→ TRY IT
Transcribe the records below in their entirety, and leave out each image.

→ GIVEN DATA

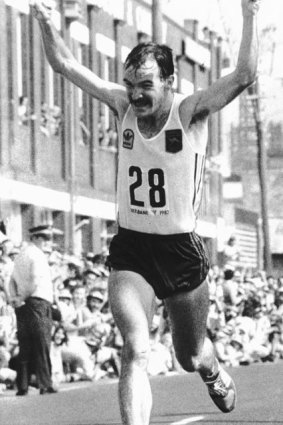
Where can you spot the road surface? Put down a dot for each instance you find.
(178, 400)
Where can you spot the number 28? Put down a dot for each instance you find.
(156, 182)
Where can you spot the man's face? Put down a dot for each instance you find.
(145, 89)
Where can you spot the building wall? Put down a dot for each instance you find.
(55, 161)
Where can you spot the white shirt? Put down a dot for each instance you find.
(160, 178)
(32, 275)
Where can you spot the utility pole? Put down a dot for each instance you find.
(262, 161)
(157, 21)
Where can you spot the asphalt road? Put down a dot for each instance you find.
(178, 400)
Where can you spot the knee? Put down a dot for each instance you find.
(136, 354)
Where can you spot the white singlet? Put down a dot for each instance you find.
(160, 179)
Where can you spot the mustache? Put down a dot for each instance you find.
(139, 102)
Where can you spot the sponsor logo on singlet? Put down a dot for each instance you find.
(128, 138)
(173, 141)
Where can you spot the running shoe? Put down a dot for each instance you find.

→ EXERCISE RESPONSE
Where can you spot the road surface? Put down a dot for each instance you find.
(178, 400)
Where can you spot the number 28? Put down a dot for each instance you find.
(156, 182)
Where can you spot the man's face? Put down a dot for each instance you find.
(145, 89)
Where can you spot the building wall? Put down a dot for each instance you find.
(55, 161)
Where can you spot the white shirt? Put down a dot for each instance you find.
(160, 178)
(32, 275)
Where can you spot the utility pole? Put down a dot for each instance you find.
(262, 161)
(157, 21)
Where can you spot the asphalt road? Put down a dot for each instance you find.
(178, 400)
Where can you spot the knee? Put down a dot for each instance you find.
(136, 354)
Where can you spot the white singlet? Put down a dot for each instance you find.
(160, 179)
Where can you spot the mustache? Put down a dot for each instance you find.
(139, 102)
Where can you spot the sponsor logo on singlet? Put down a dot for each instance you find.
(128, 138)
(173, 141)
Where can you spot the running shoe? Put down a dot for each instance you find.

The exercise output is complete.